__Exercise__. Render the lines from the one containing "Corridor-survey task: point out each instance of the green shrub" through the end of the records as a JSON list of strings, one string per line, with blank lines skipped. Leave the pictures out of your answer.

— START —

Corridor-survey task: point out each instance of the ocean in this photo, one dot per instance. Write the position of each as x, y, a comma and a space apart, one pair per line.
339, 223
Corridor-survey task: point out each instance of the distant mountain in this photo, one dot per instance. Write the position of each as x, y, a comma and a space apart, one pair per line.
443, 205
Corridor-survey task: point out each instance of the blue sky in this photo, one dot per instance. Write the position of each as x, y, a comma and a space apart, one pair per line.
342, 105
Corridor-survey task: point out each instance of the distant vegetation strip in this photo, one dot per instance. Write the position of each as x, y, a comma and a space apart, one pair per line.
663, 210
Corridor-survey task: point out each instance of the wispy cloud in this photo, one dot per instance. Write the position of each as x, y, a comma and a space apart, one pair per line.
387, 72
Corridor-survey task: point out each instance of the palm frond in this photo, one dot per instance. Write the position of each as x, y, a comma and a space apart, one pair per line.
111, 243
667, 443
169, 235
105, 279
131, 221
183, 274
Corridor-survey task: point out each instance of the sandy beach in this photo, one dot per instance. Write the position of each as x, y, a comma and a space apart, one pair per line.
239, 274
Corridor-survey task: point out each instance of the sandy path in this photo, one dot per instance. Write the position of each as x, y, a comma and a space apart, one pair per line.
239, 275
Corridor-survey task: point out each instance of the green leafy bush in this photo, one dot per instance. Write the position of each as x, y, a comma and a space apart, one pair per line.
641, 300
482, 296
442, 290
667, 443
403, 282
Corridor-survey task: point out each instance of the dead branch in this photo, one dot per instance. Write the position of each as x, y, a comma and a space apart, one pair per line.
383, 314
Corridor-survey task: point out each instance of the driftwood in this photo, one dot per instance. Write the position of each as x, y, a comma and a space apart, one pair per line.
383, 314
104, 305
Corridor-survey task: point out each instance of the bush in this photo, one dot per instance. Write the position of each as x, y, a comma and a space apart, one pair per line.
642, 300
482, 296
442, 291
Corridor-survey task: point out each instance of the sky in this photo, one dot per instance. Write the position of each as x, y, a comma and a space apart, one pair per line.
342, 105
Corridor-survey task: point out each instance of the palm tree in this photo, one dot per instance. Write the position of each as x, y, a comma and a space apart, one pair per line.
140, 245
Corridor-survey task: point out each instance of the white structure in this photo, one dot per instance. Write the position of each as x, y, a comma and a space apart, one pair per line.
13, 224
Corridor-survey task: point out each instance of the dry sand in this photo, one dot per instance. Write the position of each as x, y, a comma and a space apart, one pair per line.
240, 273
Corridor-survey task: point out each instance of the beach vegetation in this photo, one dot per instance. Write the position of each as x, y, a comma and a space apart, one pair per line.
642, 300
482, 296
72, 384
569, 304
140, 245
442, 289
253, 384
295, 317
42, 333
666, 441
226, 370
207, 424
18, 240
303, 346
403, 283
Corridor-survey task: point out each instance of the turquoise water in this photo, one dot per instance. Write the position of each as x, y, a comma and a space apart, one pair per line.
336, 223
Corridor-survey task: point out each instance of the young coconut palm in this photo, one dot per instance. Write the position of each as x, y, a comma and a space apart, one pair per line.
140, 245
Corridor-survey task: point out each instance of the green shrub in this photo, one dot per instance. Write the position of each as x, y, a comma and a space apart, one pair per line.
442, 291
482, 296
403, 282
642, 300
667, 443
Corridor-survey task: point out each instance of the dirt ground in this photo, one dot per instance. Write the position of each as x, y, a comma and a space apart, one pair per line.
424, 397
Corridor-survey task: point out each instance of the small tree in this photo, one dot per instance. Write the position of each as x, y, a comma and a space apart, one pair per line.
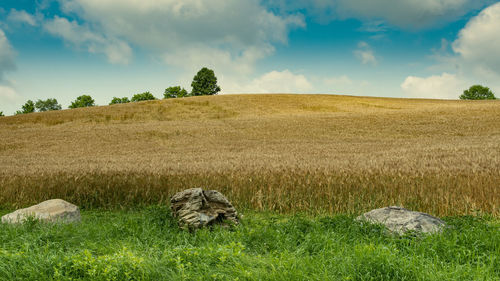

— END —

__Task output__.
[
  "Corridor-survey task: point out each instance of the green shrub in this photo, one dot per instance. Write the position of each as x, y, a comma and a space apart, one pair per line.",
  "442, 291",
  "482, 296",
  "403, 282",
  "642, 300",
  "667, 443",
  "Corridor-survey task: point out each instance of the dirt ground in this photo, one dot per instance. Write the position of each as x, y, a comma and a space apart, one pair per line.",
  "424, 397",
  "Corridor-survey task: point out each instance of the small tree in this photo, one dot per instance. Write the position of each as x, y, a comma and a space apart, one pair per line."
]